Task statement:
Where the string "tree" occurs in the material below, report the whole line.

Information provided:
*** Begin section ***

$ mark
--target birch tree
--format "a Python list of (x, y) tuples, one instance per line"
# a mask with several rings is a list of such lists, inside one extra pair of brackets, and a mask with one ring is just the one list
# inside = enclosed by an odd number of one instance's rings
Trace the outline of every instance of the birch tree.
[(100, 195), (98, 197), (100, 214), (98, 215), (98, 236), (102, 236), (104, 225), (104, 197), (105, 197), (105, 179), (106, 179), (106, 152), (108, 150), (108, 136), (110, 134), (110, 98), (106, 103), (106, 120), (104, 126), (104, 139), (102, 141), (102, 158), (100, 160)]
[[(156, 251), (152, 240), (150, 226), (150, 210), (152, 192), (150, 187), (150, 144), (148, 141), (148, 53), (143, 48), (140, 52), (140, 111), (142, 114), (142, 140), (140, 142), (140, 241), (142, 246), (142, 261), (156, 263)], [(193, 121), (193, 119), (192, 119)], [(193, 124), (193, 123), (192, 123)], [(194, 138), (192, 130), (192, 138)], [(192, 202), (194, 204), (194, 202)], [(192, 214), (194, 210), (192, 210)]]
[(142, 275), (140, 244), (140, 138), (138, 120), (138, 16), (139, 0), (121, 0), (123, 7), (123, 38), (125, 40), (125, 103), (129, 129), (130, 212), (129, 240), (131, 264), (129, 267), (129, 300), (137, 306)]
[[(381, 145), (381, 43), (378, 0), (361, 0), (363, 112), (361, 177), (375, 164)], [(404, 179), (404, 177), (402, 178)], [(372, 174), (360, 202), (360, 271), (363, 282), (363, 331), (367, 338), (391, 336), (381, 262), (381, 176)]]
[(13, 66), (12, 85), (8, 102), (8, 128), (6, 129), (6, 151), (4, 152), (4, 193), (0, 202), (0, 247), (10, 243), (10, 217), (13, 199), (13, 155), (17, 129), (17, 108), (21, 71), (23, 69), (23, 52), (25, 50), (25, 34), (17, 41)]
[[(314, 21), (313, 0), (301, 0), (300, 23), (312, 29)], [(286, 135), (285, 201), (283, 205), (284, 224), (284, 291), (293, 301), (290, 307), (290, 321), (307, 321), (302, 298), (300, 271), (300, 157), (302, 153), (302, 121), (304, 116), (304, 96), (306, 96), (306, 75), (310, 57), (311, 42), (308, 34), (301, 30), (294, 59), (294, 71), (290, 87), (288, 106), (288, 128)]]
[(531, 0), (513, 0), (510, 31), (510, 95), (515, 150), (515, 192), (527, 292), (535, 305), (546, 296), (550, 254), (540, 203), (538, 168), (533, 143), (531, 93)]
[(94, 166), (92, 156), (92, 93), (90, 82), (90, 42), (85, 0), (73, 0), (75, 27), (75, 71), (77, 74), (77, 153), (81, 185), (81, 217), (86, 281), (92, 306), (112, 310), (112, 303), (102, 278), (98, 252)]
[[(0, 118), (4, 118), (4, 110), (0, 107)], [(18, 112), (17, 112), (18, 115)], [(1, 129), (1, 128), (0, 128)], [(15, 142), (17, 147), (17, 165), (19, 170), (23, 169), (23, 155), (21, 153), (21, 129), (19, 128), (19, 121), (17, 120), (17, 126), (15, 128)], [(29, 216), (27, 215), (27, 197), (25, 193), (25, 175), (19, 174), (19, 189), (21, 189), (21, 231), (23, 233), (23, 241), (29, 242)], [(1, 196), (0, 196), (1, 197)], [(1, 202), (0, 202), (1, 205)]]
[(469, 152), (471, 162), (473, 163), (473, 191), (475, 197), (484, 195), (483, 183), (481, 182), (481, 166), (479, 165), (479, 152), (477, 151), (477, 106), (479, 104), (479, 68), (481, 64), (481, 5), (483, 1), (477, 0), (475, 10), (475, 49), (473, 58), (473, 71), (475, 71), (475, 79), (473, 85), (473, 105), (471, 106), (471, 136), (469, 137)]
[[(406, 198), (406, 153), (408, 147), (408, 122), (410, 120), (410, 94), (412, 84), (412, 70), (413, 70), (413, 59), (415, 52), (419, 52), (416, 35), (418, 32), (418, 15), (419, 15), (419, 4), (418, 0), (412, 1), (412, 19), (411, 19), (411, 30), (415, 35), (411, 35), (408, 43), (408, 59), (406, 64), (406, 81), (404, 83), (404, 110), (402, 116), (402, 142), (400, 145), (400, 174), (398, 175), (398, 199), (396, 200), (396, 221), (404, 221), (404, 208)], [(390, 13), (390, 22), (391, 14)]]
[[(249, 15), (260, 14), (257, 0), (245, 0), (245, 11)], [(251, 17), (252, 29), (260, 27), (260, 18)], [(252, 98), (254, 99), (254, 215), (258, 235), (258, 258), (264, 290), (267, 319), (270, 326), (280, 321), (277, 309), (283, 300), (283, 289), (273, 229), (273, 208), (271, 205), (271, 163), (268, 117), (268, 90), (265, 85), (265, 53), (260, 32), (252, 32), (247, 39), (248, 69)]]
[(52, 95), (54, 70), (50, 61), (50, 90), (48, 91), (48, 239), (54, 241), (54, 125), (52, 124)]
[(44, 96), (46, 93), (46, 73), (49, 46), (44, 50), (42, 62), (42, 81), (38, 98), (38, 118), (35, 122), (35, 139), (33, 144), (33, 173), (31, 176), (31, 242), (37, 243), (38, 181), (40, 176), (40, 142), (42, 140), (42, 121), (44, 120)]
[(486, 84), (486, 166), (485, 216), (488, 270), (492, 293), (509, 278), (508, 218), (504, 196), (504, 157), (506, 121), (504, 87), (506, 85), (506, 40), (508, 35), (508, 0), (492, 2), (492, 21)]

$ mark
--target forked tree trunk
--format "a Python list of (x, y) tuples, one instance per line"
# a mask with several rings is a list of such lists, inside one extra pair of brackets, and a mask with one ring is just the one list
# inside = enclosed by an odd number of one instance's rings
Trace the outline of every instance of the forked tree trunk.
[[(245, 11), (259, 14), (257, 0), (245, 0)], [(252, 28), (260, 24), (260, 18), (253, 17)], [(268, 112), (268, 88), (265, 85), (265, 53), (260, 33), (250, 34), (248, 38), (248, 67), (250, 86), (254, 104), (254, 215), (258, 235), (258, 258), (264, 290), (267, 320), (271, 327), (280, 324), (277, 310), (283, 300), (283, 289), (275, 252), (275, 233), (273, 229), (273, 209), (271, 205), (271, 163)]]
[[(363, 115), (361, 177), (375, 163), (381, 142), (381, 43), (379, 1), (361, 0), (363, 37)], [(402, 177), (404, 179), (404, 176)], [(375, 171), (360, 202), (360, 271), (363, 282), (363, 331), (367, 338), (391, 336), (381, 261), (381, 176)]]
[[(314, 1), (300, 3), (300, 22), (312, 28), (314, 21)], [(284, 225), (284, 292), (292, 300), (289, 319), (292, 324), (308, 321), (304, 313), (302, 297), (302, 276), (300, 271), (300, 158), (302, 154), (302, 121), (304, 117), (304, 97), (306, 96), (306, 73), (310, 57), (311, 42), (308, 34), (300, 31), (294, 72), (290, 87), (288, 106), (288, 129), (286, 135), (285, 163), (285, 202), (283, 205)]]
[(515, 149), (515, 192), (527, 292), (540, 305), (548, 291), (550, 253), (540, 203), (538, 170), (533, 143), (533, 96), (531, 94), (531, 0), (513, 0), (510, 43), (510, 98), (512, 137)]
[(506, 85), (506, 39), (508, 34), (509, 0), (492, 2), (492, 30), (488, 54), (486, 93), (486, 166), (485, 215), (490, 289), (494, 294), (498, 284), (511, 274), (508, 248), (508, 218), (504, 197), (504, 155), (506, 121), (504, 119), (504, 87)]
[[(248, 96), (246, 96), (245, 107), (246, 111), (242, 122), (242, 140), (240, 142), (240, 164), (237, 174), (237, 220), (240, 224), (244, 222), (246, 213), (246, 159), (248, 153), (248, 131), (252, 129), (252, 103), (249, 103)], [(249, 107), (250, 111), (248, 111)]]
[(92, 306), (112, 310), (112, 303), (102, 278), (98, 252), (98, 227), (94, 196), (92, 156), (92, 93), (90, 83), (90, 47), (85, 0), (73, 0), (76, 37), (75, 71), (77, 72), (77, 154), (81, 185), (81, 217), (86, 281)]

*** End section ***

Response to this exercise:
--target birch tree
Trace the outline of every instance of the birch tree.
--target forked tree trunk
Trace the outline of every instance of the forked tree trunk.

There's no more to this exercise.